[MATERIAL PROVIDED Boundary: Start]
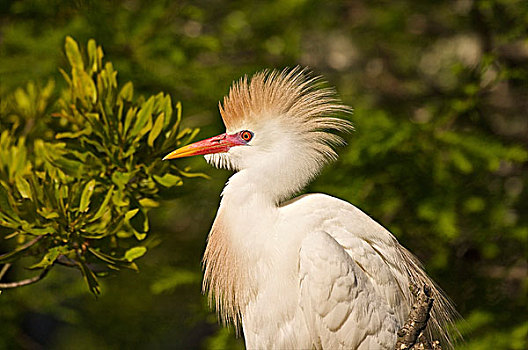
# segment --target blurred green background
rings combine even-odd
[[[230,83],[300,64],[355,109],[340,160],[308,191],[360,207],[413,251],[464,317],[460,349],[528,347],[528,2],[3,0],[0,96],[54,79],[67,35],[94,38],[139,92],[222,131]],[[140,272],[76,271],[0,295],[0,348],[240,348],[200,293],[200,261],[226,171],[189,179],[151,212]]]

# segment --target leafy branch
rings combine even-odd
[[[60,71],[68,88],[55,103],[50,82],[30,83],[1,104],[0,247],[7,251],[0,264],[7,270],[37,257],[27,268],[41,273],[0,288],[36,282],[61,264],[79,269],[99,294],[101,273],[94,271],[137,270],[149,210],[183,178],[201,176],[161,161],[198,132],[180,128],[179,102],[164,93],[134,96],[131,82],[119,89],[117,71],[94,40],[83,56],[67,37],[65,53],[70,69]]]

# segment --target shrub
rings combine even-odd
[[[0,288],[36,282],[61,264],[78,268],[99,294],[98,276],[137,270],[160,194],[174,196],[169,188],[201,175],[161,160],[198,132],[180,129],[179,102],[164,93],[134,97],[131,82],[119,89],[94,40],[83,55],[67,37],[65,53],[71,69],[61,70],[68,88],[58,100],[50,81],[1,104],[0,237],[9,250],[0,275],[26,256],[39,259],[28,268],[40,274]]]

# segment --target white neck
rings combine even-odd
[[[265,178],[242,170],[229,179],[204,254],[204,291],[221,318],[232,320],[235,328],[255,298],[258,273],[252,269],[269,255],[266,229],[278,217],[277,194],[263,191],[265,184],[255,181]]]
[[[272,223],[276,219],[281,194],[271,190],[275,189],[270,183],[273,178],[258,175],[250,170],[239,171],[231,176],[222,192],[218,213],[226,222],[233,248],[238,246],[241,251],[244,248],[239,245],[250,247],[257,243],[255,240],[265,239],[266,230],[259,223]]]
[[[235,200],[233,206],[278,206],[301,191],[319,172],[322,164],[314,157],[295,159],[279,154],[262,158],[252,167],[235,173],[222,196]]]

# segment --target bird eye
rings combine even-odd
[[[253,138],[253,133],[251,131],[244,130],[240,132],[240,137],[242,140],[249,142]]]

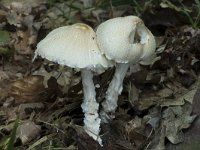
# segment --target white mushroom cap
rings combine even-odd
[[[111,65],[99,50],[95,32],[83,23],[51,31],[38,43],[35,57],[37,55],[73,68],[95,69]]]
[[[136,16],[109,19],[97,28],[102,53],[117,63],[137,62],[155,51],[155,39]]]
[[[153,34],[144,24],[138,24],[137,32],[141,37],[140,43],[143,44],[143,53],[140,57],[140,63],[153,60],[156,57],[156,40]]]

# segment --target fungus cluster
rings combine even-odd
[[[81,70],[84,100],[84,129],[102,146],[100,123],[114,118],[123,79],[131,63],[145,61],[155,51],[155,39],[143,21],[135,16],[110,19],[94,30],[83,23],[51,31],[37,45],[39,55],[61,65]],[[93,72],[116,65],[99,115]],[[101,117],[101,119],[100,119]]]

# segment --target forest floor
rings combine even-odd
[[[151,65],[130,66],[115,119],[99,146],[83,130],[80,72],[37,58],[51,30],[82,22],[94,29],[136,15],[156,38]],[[0,2],[0,149],[199,150],[199,0],[2,0]],[[95,75],[99,103],[115,68]]]

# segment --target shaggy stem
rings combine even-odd
[[[102,103],[103,110],[101,111],[101,119],[104,123],[108,123],[109,120],[115,118],[118,96],[122,92],[123,80],[128,68],[129,64],[119,63],[116,66],[114,77],[106,92],[106,100]]]
[[[82,69],[81,76],[84,93],[84,101],[81,105],[85,115],[84,128],[88,135],[102,146],[102,139],[99,137],[101,119],[98,114],[99,104],[95,98],[96,92],[93,83],[93,74],[90,70]]]

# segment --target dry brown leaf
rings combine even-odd
[[[9,76],[5,71],[0,70],[0,81],[3,81],[5,79],[9,79]]]
[[[6,21],[7,12],[4,10],[0,10],[0,22]]]
[[[48,80],[51,77],[56,78],[57,83],[63,87],[62,92],[67,93],[69,87],[71,84],[73,84],[73,77],[72,77],[72,69],[71,68],[66,68],[60,67],[59,70],[53,70],[51,72],[47,72],[46,69],[44,68],[44,65],[37,71],[33,73],[33,75],[41,75],[44,77],[43,84],[46,88],[48,88]]]
[[[168,88],[160,89],[156,92],[147,92],[140,94],[139,109],[148,109],[151,106],[159,105],[161,107],[180,106],[185,102],[192,103],[194,94],[199,86],[200,79],[189,88],[186,89],[174,81],[173,84],[167,84]]]
[[[29,31],[17,31],[16,33],[12,34],[12,38],[15,39],[14,48],[18,54],[31,54],[32,48],[29,44],[29,38],[31,37]]]
[[[42,76],[28,76],[15,81],[11,87],[15,103],[43,102],[47,99]]]
[[[20,119],[30,117],[33,112],[42,112],[45,109],[43,103],[26,103],[20,104],[18,107],[18,115]]]
[[[7,15],[7,21],[10,25],[14,25],[16,27],[21,27],[21,22],[23,18],[17,14],[16,11],[10,10]]]
[[[149,114],[144,116],[143,120],[146,122],[146,124],[151,125],[154,130],[157,130],[161,120],[161,108],[153,107],[149,109]]]
[[[135,117],[125,125],[125,132],[128,140],[136,146],[140,146],[146,140],[144,135],[144,122],[141,118]]]
[[[9,4],[7,22],[12,25],[15,32],[12,32],[10,47],[14,47],[18,54],[32,54],[37,40],[37,32],[41,24],[36,21],[38,4],[30,4],[27,1],[12,2]],[[33,13],[34,11],[34,13]],[[39,11],[39,8],[38,8]],[[37,12],[39,13],[39,12]]]
[[[17,107],[4,108],[6,123],[13,122],[17,119]]]
[[[11,82],[9,80],[0,81],[0,103],[9,96]]]
[[[13,106],[15,103],[15,99],[13,97],[8,97],[5,102],[3,103],[4,108],[8,108],[10,106]]]
[[[31,5],[27,5],[24,2],[12,2],[10,9],[14,10],[18,14],[29,15],[31,13]]]
[[[160,133],[156,135],[156,140],[151,143],[152,150],[165,150],[165,129],[161,129]]]
[[[134,104],[139,99],[139,90],[133,85],[130,84],[128,87],[128,100],[130,104],[134,107]]]
[[[40,133],[41,126],[36,125],[32,121],[25,121],[23,124],[18,126],[16,137],[19,138],[24,145],[39,137]]]
[[[182,129],[188,128],[196,115],[191,116],[192,106],[185,104],[183,107],[169,107],[163,112],[162,127],[166,128],[165,136],[173,144],[183,142]]]

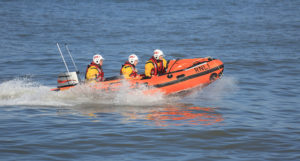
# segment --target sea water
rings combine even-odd
[[[300,160],[300,2],[0,1],[0,160]],[[56,43],[84,77],[135,53],[211,56],[221,79],[188,96],[124,86],[53,92],[65,72]]]

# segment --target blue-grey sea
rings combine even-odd
[[[224,75],[187,96],[53,92],[70,52],[84,77],[135,53],[211,56]],[[0,160],[300,160],[299,0],[1,0]]]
[MATERIAL PROVIDED Boundary: End]
• [WHAT IS NEEDED] Hand back the records above exactly as they are, pictures excluded.

• [ANSWER TO THE EXERCISE]
# segment --target blurred green background
rings combine even-odd
[[[230,83],[300,64],[355,109],[340,160],[308,191],[360,207],[413,251],[464,317],[460,349],[528,347],[528,2],[3,0],[0,96],[54,79],[67,35],[94,38],[139,92],[222,131]],[[140,272],[76,271],[0,295],[0,348],[240,348],[200,293],[200,261],[226,171],[189,179],[151,212]]]

# segment --target leafy branch
rings combine even-odd
[[[60,71],[68,88],[55,103],[50,82],[30,83],[1,104],[0,247],[7,251],[0,264],[7,270],[37,257],[27,268],[41,273],[0,288],[36,282],[61,264],[79,269],[99,294],[101,273],[94,271],[137,270],[149,210],[183,178],[201,176],[161,161],[198,132],[180,128],[179,102],[164,93],[134,96],[131,82],[119,89],[117,71],[94,40],[83,56],[67,37],[65,53],[70,69]]]

# segment --target shrub
rings combine even-odd
[[[0,288],[36,282],[61,264],[78,268],[99,294],[98,276],[137,270],[160,194],[174,196],[169,188],[201,175],[161,160],[198,132],[180,129],[179,102],[164,93],[134,97],[131,82],[119,89],[94,40],[83,55],[67,37],[65,53],[71,69],[61,70],[68,88],[58,100],[50,81],[1,104],[0,237],[9,250],[0,275],[26,256],[39,259],[28,268],[40,274]]]

# segment --target white neck
rings combine even-odd
[[[265,178],[242,170],[229,179],[204,254],[204,291],[221,318],[232,320],[235,328],[255,298],[258,273],[252,269],[269,255],[266,229],[278,217],[277,194],[263,191],[265,184],[255,181]]]
[[[272,223],[276,219],[281,194],[271,190],[275,189],[270,183],[273,178],[258,175],[250,170],[239,171],[231,176],[222,192],[218,213],[226,222],[233,248],[238,246],[241,251],[244,248],[239,245],[250,247],[257,243],[255,240],[265,239],[266,230],[259,223]]]
[[[235,200],[233,206],[278,206],[301,191],[319,172],[322,164],[314,157],[295,159],[279,154],[262,158],[252,167],[235,173],[222,196]]]

# segment --target bird eye
rings combine even-odd
[[[253,138],[253,133],[251,131],[244,130],[240,132],[240,137],[242,140],[249,142]]]

# segment --target white mushroom cap
rings combine even-odd
[[[111,65],[99,50],[95,32],[83,23],[51,31],[38,43],[35,57],[37,55],[73,68],[95,69]]]
[[[136,16],[109,19],[97,28],[102,53],[117,63],[137,62],[155,51],[155,39]]]
[[[153,34],[144,24],[138,24],[137,32],[141,37],[140,43],[143,44],[143,53],[140,57],[140,63],[153,60],[156,57],[156,40]]]

# segment --target fungus cluster
rings combine even-odd
[[[81,70],[84,100],[84,129],[102,146],[100,123],[114,118],[123,79],[131,63],[145,61],[155,51],[155,39],[143,21],[135,16],[110,19],[94,30],[83,23],[51,31],[37,45],[39,55],[61,65]],[[93,72],[116,65],[99,115]],[[101,117],[101,119],[100,119]]]

# segment --target forest floor
rings combine even-odd
[[[151,65],[130,66],[115,119],[99,146],[83,130],[80,72],[37,58],[51,30],[82,22],[94,29],[136,15],[156,38]],[[0,2],[0,149],[199,150],[199,0],[2,0]],[[95,75],[99,103],[115,68]]]

# segment --target shaggy stem
rings combine even-odd
[[[102,103],[103,110],[101,111],[101,119],[104,123],[108,123],[109,120],[115,118],[118,96],[122,92],[123,80],[128,68],[129,64],[119,63],[116,66],[114,77],[106,92],[106,100]]]
[[[82,69],[81,76],[84,93],[84,101],[81,105],[85,115],[84,128],[88,135],[102,146],[102,139],[99,137],[101,119],[98,114],[99,104],[95,98],[96,92],[93,83],[93,74],[90,70]]]

# segment --target dry brown leaf
rings combine even-odd
[[[9,76],[5,71],[0,70],[0,81],[3,81],[5,79],[9,79]]]
[[[6,21],[7,12],[4,10],[0,10],[0,22]]]
[[[48,80],[51,77],[56,78],[57,83],[63,87],[62,92],[67,93],[69,87],[71,84],[73,84],[73,77],[72,77],[72,69],[71,68],[66,68],[60,67],[59,70],[53,70],[51,72],[47,72],[46,69],[44,68],[44,65],[37,71],[33,73],[33,75],[41,75],[44,77],[43,84],[46,88],[48,88]]]
[[[168,88],[160,89],[156,92],[147,92],[140,94],[139,109],[148,109],[151,106],[159,105],[161,107],[180,106],[185,102],[192,103],[194,94],[199,86],[200,79],[189,88],[186,89],[174,81],[173,84],[167,84]]]
[[[29,31],[17,31],[16,33],[12,34],[12,38],[15,39],[14,48],[18,54],[31,54],[32,48],[29,44],[29,38],[31,37]]]
[[[42,76],[28,76],[15,81],[11,87],[15,103],[43,102],[47,99]]]
[[[20,119],[30,117],[33,112],[42,112],[45,109],[43,103],[26,103],[20,104],[18,107],[18,115]]]
[[[7,15],[7,21],[10,25],[14,25],[16,27],[21,27],[21,22],[23,18],[17,14],[16,11],[10,10]]]
[[[149,114],[144,116],[143,120],[146,122],[146,124],[151,125],[154,130],[157,130],[161,120],[161,108],[153,107],[149,109]]]
[[[135,117],[125,125],[125,132],[128,140],[136,146],[140,146],[146,140],[144,135],[144,122],[141,118]]]
[[[9,4],[7,22],[12,25],[15,32],[12,32],[10,47],[14,47],[18,54],[32,54],[37,40],[37,32],[41,24],[36,21],[38,4],[30,4],[27,1],[12,2]],[[33,13],[34,11],[34,13]],[[39,11],[39,8],[38,8]],[[37,12],[39,13],[39,12]]]
[[[17,107],[4,108],[6,123],[13,122],[17,119]]]
[[[11,82],[9,80],[0,81],[0,103],[9,96]]]
[[[13,106],[15,103],[15,99],[13,97],[8,97],[5,102],[3,103],[4,108],[8,108],[10,106]]]
[[[31,5],[27,5],[24,2],[12,2],[10,9],[14,10],[18,14],[29,15],[31,13]]]
[[[160,133],[156,135],[156,140],[151,143],[152,150],[165,150],[165,129],[161,129]]]
[[[134,104],[139,99],[139,90],[133,85],[130,84],[128,87],[128,100],[130,104],[134,107]]]
[[[40,133],[41,126],[36,125],[32,121],[25,121],[23,124],[18,126],[16,137],[19,138],[24,145],[39,137]]]
[[[182,129],[188,128],[196,115],[191,116],[192,106],[185,104],[183,107],[169,107],[163,112],[162,127],[166,128],[165,136],[173,144],[183,142]]]

# segment --target sea water
rings combine even-odd
[[[300,160],[300,2],[0,1],[0,160]],[[56,43],[84,77],[135,53],[211,56],[221,79],[188,96],[124,86],[53,92],[65,72]]]

# segment --target blue-grey sea
rings combine even-odd
[[[224,75],[187,96],[53,92],[70,52],[84,77],[135,53],[211,56]],[[0,160],[300,160],[299,0],[1,0]]]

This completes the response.